Data listing:

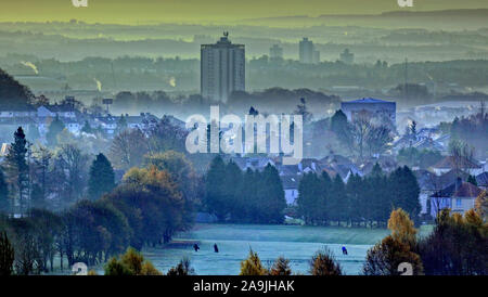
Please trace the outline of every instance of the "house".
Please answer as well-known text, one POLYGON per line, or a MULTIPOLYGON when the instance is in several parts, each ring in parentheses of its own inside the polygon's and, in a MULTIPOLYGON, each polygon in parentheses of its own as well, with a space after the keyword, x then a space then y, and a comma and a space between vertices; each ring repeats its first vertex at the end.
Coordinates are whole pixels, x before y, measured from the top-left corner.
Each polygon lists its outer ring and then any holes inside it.
POLYGON ((126 115, 124 117, 127 121, 127 127, 131 129, 139 129, 141 131, 146 131, 149 129, 155 128, 159 119, 150 114, 150 113, 141 113, 139 116, 129 116, 126 115))
POLYGON ((470 175, 477 176, 483 172, 483 166, 474 159, 465 157, 447 156, 439 160, 432 169, 437 176, 446 173, 452 169, 463 170, 470 175))
POLYGON ((474 207, 475 199, 480 193, 481 189, 458 178, 454 183, 431 195, 431 216, 437 217, 445 208, 464 215, 474 207))
POLYGON ((70 118, 75 119, 79 113, 74 104, 65 103, 65 104, 51 104, 51 105, 41 105, 37 107, 37 117, 46 118, 46 117, 59 117, 59 118, 70 118))
POLYGON ((387 118, 394 125, 396 122, 397 104, 395 102, 363 98, 342 102, 341 109, 347 116, 347 120, 349 121, 354 121, 358 115, 367 113, 371 115, 371 117, 387 118))
POLYGON ((114 135, 117 129, 117 118, 111 115, 94 118, 94 127, 102 129, 107 135, 114 135))
POLYGON ((34 117, 36 116, 36 108, 28 104, 11 106, 11 107, 0 107, 0 119, 11 119, 21 117, 34 117))
POLYGON ((286 175, 280 177, 283 183, 283 190, 285 192, 285 199, 288 206, 294 206, 298 198, 298 185, 300 176, 298 175, 286 175))
POLYGON ((428 170, 415 170, 413 171, 416 178, 416 182, 419 183, 420 193, 419 193, 419 202, 421 205, 421 215, 428 214, 428 197, 433 195, 439 189, 437 188, 437 179, 438 177, 428 170))
POLYGON ((488 190, 488 172, 485 171, 476 176, 476 183, 483 190, 488 190))

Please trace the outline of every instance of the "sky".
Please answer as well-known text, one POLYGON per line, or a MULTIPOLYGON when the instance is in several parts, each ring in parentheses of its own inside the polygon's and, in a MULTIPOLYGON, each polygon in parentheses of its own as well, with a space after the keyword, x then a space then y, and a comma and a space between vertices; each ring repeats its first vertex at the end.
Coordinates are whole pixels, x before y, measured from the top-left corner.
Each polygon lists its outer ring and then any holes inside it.
MULTIPOLYGON (((73 18, 88 23, 232 23, 291 15, 378 14, 400 10, 397 0, 0 0, 0 22, 73 18)), ((488 9, 487 0, 413 0, 414 11, 488 9)), ((404 10, 404 9, 403 9, 404 10)))

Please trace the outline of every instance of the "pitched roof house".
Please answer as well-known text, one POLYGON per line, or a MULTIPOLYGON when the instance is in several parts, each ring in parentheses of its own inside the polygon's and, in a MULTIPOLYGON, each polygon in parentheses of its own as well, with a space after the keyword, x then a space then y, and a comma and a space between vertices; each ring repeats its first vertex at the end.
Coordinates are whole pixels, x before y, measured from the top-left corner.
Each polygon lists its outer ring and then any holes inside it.
POLYGON ((431 195, 431 215, 436 217, 445 208, 464 214, 474 207, 475 199, 480 193, 481 189, 458 178, 454 183, 431 195))

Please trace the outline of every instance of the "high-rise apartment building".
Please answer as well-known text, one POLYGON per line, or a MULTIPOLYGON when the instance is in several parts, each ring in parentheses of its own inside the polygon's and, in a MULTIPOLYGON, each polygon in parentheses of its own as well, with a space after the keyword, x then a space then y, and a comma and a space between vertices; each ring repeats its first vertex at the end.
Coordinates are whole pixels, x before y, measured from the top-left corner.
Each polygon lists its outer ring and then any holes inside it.
POLYGON ((299 42, 299 60, 304 64, 317 64, 320 62, 320 52, 316 50, 316 46, 308 37, 299 42))
POLYGON ((281 60, 281 59, 283 59, 283 48, 281 48, 278 44, 273 44, 269 49, 269 57, 271 60, 281 60))
POLYGON ((244 44, 233 44, 229 33, 215 44, 202 44, 202 96, 226 102, 233 91, 244 91, 245 64, 244 44))

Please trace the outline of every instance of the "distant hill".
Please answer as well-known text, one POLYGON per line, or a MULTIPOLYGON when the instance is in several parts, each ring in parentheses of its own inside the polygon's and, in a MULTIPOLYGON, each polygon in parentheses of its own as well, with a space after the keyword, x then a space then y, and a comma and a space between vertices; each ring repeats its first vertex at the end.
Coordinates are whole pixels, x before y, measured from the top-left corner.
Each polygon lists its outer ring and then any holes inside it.
POLYGON ((33 92, 0 69, 0 106, 21 106, 34 99, 33 92))
POLYGON ((488 16, 488 9, 479 10, 442 10, 442 11, 390 11, 384 12, 381 16, 457 16, 457 17, 472 17, 472 16, 488 16))
POLYGON ((244 23, 268 26, 364 26, 380 28, 425 28, 442 30, 488 27, 488 9, 410 11, 398 10, 381 14, 322 14, 317 17, 290 15, 245 20, 244 23))

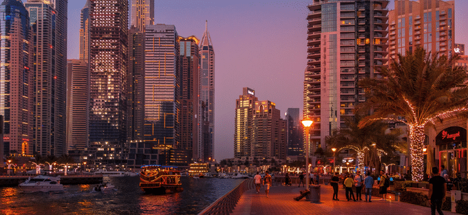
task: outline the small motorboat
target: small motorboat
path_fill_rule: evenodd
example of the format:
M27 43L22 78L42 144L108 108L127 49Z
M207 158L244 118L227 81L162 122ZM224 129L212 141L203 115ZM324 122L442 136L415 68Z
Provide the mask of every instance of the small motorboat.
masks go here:
M114 188L115 188L116 186L112 185L110 183L103 183L98 184L96 188L93 188L94 191L108 191L108 190L112 190Z
M60 183L60 176L38 175L32 179L29 177L18 186L25 192L63 192L63 185Z

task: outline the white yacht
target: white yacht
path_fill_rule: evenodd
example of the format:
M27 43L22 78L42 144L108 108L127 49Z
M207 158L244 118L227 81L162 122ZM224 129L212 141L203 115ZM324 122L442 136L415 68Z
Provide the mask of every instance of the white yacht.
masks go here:
M123 171L97 171L94 172L94 175L102 174L103 177L135 177L138 176L138 174L131 172L123 172Z
M93 190L94 191L108 191L108 190L112 190L114 188L115 188L116 186L114 186L113 184L109 183L100 183L96 188L94 188Z
M19 185L21 191L34 192L63 192L63 185L60 183L60 176L38 175Z

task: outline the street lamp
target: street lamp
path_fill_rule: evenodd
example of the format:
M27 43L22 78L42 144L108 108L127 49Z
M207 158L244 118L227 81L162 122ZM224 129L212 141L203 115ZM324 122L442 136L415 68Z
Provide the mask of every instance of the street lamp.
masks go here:
M309 190L309 128L314 122L309 119L305 119L301 122L302 125L306 127L306 137L307 140L306 141L306 168L307 168L307 176L306 177L306 185L307 185L307 190Z
M333 173L334 173L334 152L337 150L336 148L332 148L332 151L333 151Z

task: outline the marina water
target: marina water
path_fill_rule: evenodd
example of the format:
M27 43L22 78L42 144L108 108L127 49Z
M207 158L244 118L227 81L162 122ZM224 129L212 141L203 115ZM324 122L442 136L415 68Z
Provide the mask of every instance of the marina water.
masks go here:
M63 193L24 193L0 188L0 214L197 214L244 179L182 177L184 192L148 194L140 178L104 177L116 190L93 191L96 185L64 185Z

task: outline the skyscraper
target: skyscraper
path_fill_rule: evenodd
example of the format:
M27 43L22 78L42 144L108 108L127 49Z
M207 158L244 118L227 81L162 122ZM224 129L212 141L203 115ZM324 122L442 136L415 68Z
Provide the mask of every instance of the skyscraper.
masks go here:
M131 26L129 35L128 139L143 140L145 32Z
M455 47L454 1L396 0L389 13L390 58L421 46L428 52L451 56Z
M179 36L172 25L147 25L145 64L145 142L178 145Z
M154 25L154 0L131 0L130 26L145 31L145 26Z
M179 36L180 44L180 142L177 147L192 152L198 160L200 129L200 54L198 38Z
M5 119L0 120L0 133L3 130L5 152L30 155L34 49L29 15L21 1L2 1L0 35L0 116Z
M248 87L242 89L242 95L235 100L234 121L234 157L252 156L252 121L255 109L255 91Z
M70 155L70 151L76 153L87 146L89 73L84 60L68 60L67 70L67 150Z
M301 156L304 152L304 142L299 109L288 109L286 115L288 156Z
M255 94L244 87L236 100L234 157L286 159L286 121L275 103L259 101Z
M210 33L208 32L208 21L206 21L205 32L200 41L200 56L201 58L200 96L200 102L204 102L206 106L206 110L200 111L200 114L204 112L206 115L206 120L209 123L208 134L201 135L200 137L201 138L206 136L209 139L200 139L199 141L200 143L204 142L203 144L200 144L200 149L206 148L206 150L199 150L198 157L203 161L207 161L209 158L214 157L215 143L215 51L213 48ZM199 131L202 131L203 129L200 128Z
M80 60L88 62L89 54L89 0L86 0L81 9L81 24L80 26Z
M325 149L325 137L354 117L353 109L365 100L358 81L374 77L387 63L387 4L314 0L308 6L304 117L314 121L310 152Z
M66 154L67 0L28 0L33 28L34 150L42 156Z
M253 118L251 156L285 159L288 153L286 121L276 104L268 100L256 101Z
M128 1L91 1L89 19L89 145L122 148L127 141ZM107 165L122 162L123 155L117 156Z

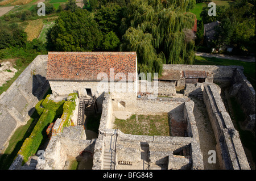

Task to complete: Reproduce the records above from their beginning up to and including the line that contains "POLYGON ((70 118, 75", leaving out the pictures.

Correct response:
Please trace the outline of every instance of the "house".
Please answer as well-known text, one POLYGON per line, or a MULTIPOLYGON when the instance is in several parts, each ring in parentheses of its own inside the polygon's and, in a MULTIPOLYGON, each polygon in parentheses of its own as well, with a space after the keyword, x then a space then y, and a comma and a space between vertices; each ring repeats its first vertex at the end.
Coordinates are whole pixels, x before y, measured from the top-left corner.
Each polygon lists its outer ring and then any holes inside it.
POLYGON ((126 115, 124 117, 127 121, 127 127, 131 129, 139 129, 141 131, 146 131, 149 129, 155 128, 159 119, 150 114, 150 113, 141 113, 139 116, 129 116, 126 115))
POLYGON ((470 175, 477 176, 483 172, 483 166, 474 159, 465 157, 447 156, 439 160, 432 169, 437 176, 446 173, 452 169, 463 170, 470 175))
POLYGON ((474 207, 475 199, 480 193, 481 189, 458 178, 454 183, 431 195, 431 216, 437 217, 445 208, 464 215, 474 207))
POLYGON ((70 118, 75 119, 79 113, 74 104, 65 103, 65 104, 51 104, 51 105, 41 105, 37 107, 37 117, 46 118, 46 117, 59 117, 59 118, 70 118))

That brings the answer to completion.